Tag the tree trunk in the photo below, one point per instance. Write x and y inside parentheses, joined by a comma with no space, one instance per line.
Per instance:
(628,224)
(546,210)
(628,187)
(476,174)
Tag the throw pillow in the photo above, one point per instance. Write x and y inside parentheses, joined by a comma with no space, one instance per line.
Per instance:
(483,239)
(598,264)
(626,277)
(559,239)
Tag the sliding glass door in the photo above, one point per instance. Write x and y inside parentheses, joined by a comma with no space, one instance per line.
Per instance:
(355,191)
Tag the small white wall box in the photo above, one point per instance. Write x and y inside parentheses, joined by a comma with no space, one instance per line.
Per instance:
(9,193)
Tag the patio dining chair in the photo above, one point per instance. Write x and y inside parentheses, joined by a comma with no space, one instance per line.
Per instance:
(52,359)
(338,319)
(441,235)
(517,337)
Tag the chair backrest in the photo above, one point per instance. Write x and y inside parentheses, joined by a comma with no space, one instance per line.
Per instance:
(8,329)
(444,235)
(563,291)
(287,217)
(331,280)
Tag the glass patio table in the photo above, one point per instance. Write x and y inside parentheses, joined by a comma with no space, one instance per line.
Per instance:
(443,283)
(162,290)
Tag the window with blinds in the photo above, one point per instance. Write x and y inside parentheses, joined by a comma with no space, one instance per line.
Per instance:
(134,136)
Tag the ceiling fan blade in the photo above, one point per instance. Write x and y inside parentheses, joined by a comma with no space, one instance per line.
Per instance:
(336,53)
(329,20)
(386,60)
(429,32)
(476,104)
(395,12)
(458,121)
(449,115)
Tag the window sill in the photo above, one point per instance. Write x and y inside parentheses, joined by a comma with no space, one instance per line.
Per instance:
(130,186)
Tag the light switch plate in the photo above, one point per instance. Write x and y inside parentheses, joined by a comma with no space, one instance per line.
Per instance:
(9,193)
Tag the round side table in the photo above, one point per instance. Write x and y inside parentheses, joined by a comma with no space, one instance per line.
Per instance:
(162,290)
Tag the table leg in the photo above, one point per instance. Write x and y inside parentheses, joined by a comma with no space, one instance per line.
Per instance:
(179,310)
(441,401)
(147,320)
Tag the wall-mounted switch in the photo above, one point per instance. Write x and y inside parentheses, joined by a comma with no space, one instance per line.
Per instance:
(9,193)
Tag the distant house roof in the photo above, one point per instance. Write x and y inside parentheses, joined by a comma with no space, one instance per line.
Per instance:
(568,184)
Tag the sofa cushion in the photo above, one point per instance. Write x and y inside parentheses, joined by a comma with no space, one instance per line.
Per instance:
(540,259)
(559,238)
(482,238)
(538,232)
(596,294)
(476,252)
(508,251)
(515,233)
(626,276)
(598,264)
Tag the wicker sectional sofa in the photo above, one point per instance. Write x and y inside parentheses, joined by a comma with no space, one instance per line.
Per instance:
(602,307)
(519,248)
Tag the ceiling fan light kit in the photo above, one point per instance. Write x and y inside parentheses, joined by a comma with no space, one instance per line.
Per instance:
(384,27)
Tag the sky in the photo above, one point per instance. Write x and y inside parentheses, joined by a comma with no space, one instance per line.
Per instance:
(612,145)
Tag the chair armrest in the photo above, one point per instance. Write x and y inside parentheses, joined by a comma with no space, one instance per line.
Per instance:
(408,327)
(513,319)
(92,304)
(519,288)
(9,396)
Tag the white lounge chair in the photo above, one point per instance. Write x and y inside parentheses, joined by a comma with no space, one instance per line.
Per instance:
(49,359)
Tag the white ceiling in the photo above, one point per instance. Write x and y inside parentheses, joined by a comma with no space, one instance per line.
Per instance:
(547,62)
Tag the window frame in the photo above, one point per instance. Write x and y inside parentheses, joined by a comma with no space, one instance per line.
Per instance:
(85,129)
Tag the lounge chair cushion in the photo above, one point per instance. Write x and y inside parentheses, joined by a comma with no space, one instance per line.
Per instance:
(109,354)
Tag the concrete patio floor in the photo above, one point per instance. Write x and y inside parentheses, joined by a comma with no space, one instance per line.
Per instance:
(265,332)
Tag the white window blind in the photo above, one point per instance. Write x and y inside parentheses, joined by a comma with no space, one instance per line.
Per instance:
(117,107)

- **WORK REQUIRED**:
Word for word, restate the lines of the listing above starting at the line with "Tag the chair armrest" and ending at the line with "Tag the white lounge", and nothing outside them.

- **TASK ANSWER**:
Tag the chair armrest in the photo above, one point per instance. Write x and y inside parentheses, joined by a comma with no space, one instance per line.
Per instance:
(408,327)
(513,319)
(92,304)
(519,288)
(9,396)
Tag the white lounge chair in the photo above, one point per instance. Write x and y inside parentheses, joined by a comma with no space, one instance per line.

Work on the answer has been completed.